IYAD AG GHALI
Le Dan Fodio (1) du Nord Mali

juin 2012

Depuis le début du mois de mars, devenu une donnée incontournable du soulèvement touareg, Iyad Ag Ghali défraie la chronique. La CEDEAO (Communauté économique des États de l’Afrique de l’Ouest), inquiète de la déstabilisation du Nord Mali et des risques de partition, met sur pied un plan d’intervention militaire avec plusieurs pays de la région. L’enjeu concerne la sécurité d’une quinzaine d’États périphériques, les États-Unis, soucieux d’endiguer l’islamisme radical, et la France, qui ne peut renoncer à ses investissements humains et économiques en Afrique sub-saharienne (2).

Âgé d’une cinquantaine d’années, Iyad Ag Ghali est originaire de la région de Kidal (Nord Mali). C’est un Kel Afella, tribu touarègue noble de la confédération des Ifoghas (3).

Au début des années 80, fuyant la pauvreté, il se rend en Libye où il entre dans la « Légion islamique » fondée par le colonel Kadhafi. Il aurait alors servi au Liban contre les résistants chrétiens.

Le 28 juin 1990, avec Ibrahim Ag Bahanga (4), il dirige la seconde rébellion touarègue. En 1992, déposant les armes, il participe au Pacte national de réconciliation et devient conseiller du Président de la République du Mali. Lui, qui ne boudait pas un verre de whisky, se rallie à l’islamisme aux environs de 1995. De 1996 à 1998, il introduit dans sa région des fondamentalistes pakistanais qui viennent prêcher l’islam radical dans les mosquées.

En 2003, Ag Ghali entre en relation avec les dirigeants du GSPC (5), en tant que négociateur, afin d’obtenir la libération des otages occidentaux capturés dans le Sahara. Le 23 mai 2006, il participe à une nouvelle insurrection touarègue qui se termine en juillet à la suite des accords d’Alger.

Le Président du Mali, ATT (Amadou Toumani Touré), estime plus prudent d’éloigner ce remuant personnage et, en 2007, le nomme conseiller consulaire à l’ambassade du Mali en Arabie Saoudite. Mais Ag Ghali continue d’entretenir des contacts par téléphone avec les islamistes algériens. Ayant capté ses communications, les Saoudiens l’expulsent et, via Paris, le renvoient à Bamako fin mai 2010.

 

 

 

Le Mali. En jaune foncé, la région revendiquée par la rébellion touarègue du MNLA.

 

 

 

À la fin de l’année 2011, il disparaît de la capitale malienne et rejoint le nord du pays. Les Touaregs préparant une nouvelle rébellion, il cherche à s’imposer comme chef du mouvement en formation, le MNLA ou Mouvement national de libération de l’Azawad. Manque de chance pour lui, on ne lui offre qu’un strapontin de président d’honneur.

**CONSIGNE A**
Selon l'article, de quelle région du Mali Iyad Ag Ghali est-il originaire ?

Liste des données

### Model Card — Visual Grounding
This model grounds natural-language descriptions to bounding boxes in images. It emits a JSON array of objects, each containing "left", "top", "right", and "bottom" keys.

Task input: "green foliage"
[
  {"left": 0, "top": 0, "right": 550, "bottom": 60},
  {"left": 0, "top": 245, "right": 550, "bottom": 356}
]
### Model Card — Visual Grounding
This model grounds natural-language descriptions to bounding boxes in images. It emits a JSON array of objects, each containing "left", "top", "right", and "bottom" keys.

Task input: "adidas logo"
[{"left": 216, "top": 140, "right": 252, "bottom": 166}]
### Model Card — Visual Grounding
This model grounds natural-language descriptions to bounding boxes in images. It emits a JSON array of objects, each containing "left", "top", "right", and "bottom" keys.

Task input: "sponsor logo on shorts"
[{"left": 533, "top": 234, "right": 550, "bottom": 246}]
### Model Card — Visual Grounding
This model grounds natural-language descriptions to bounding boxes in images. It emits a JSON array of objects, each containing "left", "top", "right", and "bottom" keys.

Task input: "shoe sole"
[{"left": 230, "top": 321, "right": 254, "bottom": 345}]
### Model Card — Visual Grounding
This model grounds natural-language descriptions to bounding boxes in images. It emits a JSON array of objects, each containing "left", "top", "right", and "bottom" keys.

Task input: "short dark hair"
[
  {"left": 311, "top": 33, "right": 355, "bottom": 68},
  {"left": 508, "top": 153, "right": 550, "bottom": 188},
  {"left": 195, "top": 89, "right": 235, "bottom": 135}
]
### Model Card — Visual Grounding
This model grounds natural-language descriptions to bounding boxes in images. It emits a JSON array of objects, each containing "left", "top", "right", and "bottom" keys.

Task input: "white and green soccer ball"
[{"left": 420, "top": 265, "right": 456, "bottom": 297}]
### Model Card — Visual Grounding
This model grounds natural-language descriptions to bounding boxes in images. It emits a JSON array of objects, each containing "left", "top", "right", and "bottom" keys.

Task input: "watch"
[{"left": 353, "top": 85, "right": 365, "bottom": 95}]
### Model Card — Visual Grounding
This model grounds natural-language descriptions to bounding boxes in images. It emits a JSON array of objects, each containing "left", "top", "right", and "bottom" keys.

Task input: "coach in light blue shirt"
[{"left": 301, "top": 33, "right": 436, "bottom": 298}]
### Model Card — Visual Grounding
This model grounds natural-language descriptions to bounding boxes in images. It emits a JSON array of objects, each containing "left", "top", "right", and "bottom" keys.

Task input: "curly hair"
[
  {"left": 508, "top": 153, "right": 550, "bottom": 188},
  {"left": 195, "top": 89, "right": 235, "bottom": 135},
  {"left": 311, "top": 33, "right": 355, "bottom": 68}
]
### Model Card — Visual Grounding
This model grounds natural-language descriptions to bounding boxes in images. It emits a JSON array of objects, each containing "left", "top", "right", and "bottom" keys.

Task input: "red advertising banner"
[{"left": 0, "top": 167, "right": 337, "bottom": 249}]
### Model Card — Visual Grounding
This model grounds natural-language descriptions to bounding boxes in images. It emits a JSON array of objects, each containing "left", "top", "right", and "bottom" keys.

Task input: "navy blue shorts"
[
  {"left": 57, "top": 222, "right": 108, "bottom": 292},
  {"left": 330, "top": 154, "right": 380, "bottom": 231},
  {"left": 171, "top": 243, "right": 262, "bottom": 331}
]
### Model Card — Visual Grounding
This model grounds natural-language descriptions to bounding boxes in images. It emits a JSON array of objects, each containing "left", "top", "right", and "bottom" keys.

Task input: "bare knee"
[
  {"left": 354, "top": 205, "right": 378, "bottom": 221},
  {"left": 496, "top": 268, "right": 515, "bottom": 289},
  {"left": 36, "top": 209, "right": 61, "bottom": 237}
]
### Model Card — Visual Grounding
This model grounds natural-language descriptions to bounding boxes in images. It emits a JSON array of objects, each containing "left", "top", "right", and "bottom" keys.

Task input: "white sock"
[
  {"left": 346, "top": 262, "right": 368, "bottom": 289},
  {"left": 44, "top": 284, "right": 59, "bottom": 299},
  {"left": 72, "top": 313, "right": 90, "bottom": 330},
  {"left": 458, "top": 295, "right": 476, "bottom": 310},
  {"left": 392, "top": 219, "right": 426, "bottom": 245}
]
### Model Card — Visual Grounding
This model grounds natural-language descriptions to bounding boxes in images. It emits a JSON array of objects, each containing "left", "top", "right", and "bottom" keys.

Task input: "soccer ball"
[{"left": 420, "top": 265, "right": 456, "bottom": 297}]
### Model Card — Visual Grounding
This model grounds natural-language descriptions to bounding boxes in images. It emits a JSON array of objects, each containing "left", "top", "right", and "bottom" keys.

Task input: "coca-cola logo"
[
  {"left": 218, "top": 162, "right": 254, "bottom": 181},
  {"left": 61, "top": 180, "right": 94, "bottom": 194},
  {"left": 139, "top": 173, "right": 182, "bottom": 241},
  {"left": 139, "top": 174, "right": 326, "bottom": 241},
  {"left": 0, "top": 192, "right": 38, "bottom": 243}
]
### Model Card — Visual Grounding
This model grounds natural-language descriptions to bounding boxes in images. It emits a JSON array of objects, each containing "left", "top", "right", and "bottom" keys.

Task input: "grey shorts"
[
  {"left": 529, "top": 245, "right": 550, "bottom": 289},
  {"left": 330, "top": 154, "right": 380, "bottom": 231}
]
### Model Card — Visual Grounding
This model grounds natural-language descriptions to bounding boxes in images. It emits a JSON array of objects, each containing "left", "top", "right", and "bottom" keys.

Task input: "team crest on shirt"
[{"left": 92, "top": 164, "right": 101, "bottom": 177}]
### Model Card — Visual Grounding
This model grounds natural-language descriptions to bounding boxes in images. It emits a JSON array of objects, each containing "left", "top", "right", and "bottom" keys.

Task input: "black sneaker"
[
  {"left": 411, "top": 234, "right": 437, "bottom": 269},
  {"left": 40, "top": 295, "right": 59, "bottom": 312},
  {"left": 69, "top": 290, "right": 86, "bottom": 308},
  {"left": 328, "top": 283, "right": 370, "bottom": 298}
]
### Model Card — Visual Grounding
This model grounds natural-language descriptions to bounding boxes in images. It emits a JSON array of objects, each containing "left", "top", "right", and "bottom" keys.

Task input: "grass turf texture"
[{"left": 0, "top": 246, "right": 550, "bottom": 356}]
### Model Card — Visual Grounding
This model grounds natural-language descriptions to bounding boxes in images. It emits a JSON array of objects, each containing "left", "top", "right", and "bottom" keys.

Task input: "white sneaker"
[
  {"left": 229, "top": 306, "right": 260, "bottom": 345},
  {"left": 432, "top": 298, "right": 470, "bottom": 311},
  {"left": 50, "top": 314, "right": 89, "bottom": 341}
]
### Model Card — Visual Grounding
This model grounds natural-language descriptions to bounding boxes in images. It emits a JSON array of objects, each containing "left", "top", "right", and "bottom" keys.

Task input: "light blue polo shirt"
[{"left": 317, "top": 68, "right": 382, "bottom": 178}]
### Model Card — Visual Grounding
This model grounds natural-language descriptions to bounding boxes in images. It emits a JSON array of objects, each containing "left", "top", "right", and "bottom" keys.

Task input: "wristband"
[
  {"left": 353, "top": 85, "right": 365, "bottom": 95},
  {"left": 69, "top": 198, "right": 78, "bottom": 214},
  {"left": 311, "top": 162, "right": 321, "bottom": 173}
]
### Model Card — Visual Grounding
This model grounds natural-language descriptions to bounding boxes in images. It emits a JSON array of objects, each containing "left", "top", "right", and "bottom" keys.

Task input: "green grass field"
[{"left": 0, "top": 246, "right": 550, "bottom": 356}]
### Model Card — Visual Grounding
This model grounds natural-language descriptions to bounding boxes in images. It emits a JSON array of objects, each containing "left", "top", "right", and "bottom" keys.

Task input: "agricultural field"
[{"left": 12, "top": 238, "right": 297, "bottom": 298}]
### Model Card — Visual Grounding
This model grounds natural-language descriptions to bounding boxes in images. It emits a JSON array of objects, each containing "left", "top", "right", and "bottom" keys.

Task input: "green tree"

**CONSIGNE B**
Filtrez les enregistrements : relevez chaque ligne qui contient la chaîne « shirt », en respectant la casse.

**CORRIGÉ A**
Il est originaire de la région de Kidal, dans le nord du Mali.

**CORRIGÉ B**
Task input: "coach in light blue shirt"
Task input: "team crest on shirt"
Task input: "light blue polo shirt"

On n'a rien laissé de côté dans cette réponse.